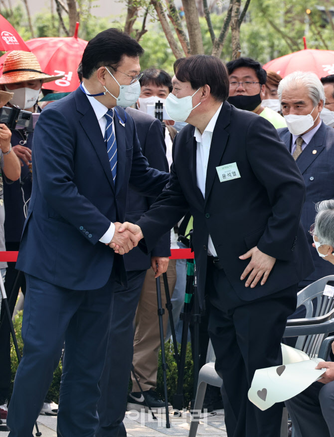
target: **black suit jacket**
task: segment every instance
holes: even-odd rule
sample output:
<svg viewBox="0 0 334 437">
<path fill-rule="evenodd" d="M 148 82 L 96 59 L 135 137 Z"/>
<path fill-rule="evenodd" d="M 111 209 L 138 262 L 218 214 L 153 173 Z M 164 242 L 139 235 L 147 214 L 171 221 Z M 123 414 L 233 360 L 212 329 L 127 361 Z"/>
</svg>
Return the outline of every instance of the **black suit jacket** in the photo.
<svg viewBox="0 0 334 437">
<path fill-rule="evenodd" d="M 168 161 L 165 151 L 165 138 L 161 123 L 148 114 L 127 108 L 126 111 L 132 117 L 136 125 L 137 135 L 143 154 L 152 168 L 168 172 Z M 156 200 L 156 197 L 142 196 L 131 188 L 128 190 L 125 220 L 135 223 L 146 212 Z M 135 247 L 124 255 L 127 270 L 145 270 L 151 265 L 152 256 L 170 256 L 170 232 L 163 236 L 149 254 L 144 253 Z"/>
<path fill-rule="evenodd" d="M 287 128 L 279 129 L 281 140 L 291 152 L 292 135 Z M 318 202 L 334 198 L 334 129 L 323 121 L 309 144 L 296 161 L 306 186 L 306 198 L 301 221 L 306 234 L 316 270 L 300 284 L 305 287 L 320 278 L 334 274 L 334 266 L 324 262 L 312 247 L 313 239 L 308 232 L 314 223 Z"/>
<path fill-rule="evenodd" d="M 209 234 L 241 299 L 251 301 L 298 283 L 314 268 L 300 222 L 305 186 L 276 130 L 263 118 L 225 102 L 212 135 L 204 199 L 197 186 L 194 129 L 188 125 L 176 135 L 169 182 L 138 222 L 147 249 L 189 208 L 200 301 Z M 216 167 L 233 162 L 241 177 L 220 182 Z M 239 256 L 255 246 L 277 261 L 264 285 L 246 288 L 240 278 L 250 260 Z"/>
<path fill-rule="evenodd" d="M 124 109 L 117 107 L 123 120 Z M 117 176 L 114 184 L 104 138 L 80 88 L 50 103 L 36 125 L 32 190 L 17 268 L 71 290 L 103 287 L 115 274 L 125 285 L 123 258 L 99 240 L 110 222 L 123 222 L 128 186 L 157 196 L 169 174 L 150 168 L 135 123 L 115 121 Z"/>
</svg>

## Instructions for the task
Turn all of the records above into a Markdown table with two columns, Row and Record line, giving each nonblank line its own numbered row. Omit the picture from the table.

## Written response
| Row | Record line |
|---|---|
| 1 | target: **black suit jacket** |
| 2 | task: segment every instance |
| 3 | holes: even-odd rule |
| 4 | sample output: |
| 5 | <svg viewBox="0 0 334 437"> |
| 6 | <path fill-rule="evenodd" d="M 148 82 L 96 59 L 135 137 Z"/> |
| 7 | <path fill-rule="evenodd" d="M 111 209 L 138 262 L 218 214 L 153 173 Z M 164 242 L 139 235 L 147 214 L 171 221 Z M 123 414 L 233 360 L 212 329 L 127 361 Z"/> |
| 8 | </svg> |
| 9 | Return the outline of every instance of the **black suit jacket** in the photo. |
| 10 | <svg viewBox="0 0 334 437"> |
| 11 | <path fill-rule="evenodd" d="M 168 161 L 165 151 L 165 138 L 161 123 L 148 114 L 127 108 L 126 111 L 132 117 L 136 125 L 137 135 L 143 154 L 152 168 L 168 172 Z M 156 200 L 156 197 L 142 196 L 131 188 L 128 190 L 125 220 L 135 223 L 146 212 Z M 135 247 L 124 255 L 127 270 L 145 270 L 151 265 L 152 256 L 170 256 L 170 232 L 163 236 L 149 254 L 144 253 Z"/> |
| 12 | <path fill-rule="evenodd" d="M 287 128 L 279 129 L 281 140 L 291 152 L 292 135 Z M 318 202 L 334 198 L 334 129 L 323 121 L 309 144 L 296 161 L 306 186 L 306 198 L 301 221 L 306 234 L 316 270 L 300 284 L 305 287 L 320 278 L 334 274 L 334 266 L 324 262 L 312 247 L 313 239 L 308 232 L 314 223 Z"/> |
| 13 | <path fill-rule="evenodd" d="M 209 234 L 241 299 L 251 301 L 298 283 L 314 268 L 300 222 L 305 186 L 276 130 L 263 118 L 225 102 L 212 135 L 204 199 L 197 186 L 194 129 L 188 125 L 176 135 L 169 182 L 138 222 L 147 249 L 189 208 L 200 301 Z M 216 167 L 233 162 L 241 177 L 220 182 Z M 239 256 L 255 246 L 277 261 L 264 285 L 246 288 L 240 278 L 250 260 Z"/> |
| 14 | <path fill-rule="evenodd" d="M 124 109 L 117 107 L 123 120 Z M 117 176 L 114 184 L 104 138 L 80 88 L 50 103 L 36 125 L 32 190 L 17 268 L 71 290 L 103 287 L 115 274 L 125 285 L 123 258 L 99 240 L 110 222 L 123 222 L 128 186 L 157 196 L 169 174 L 150 168 L 135 123 L 115 121 Z"/> |
| 15 | </svg> |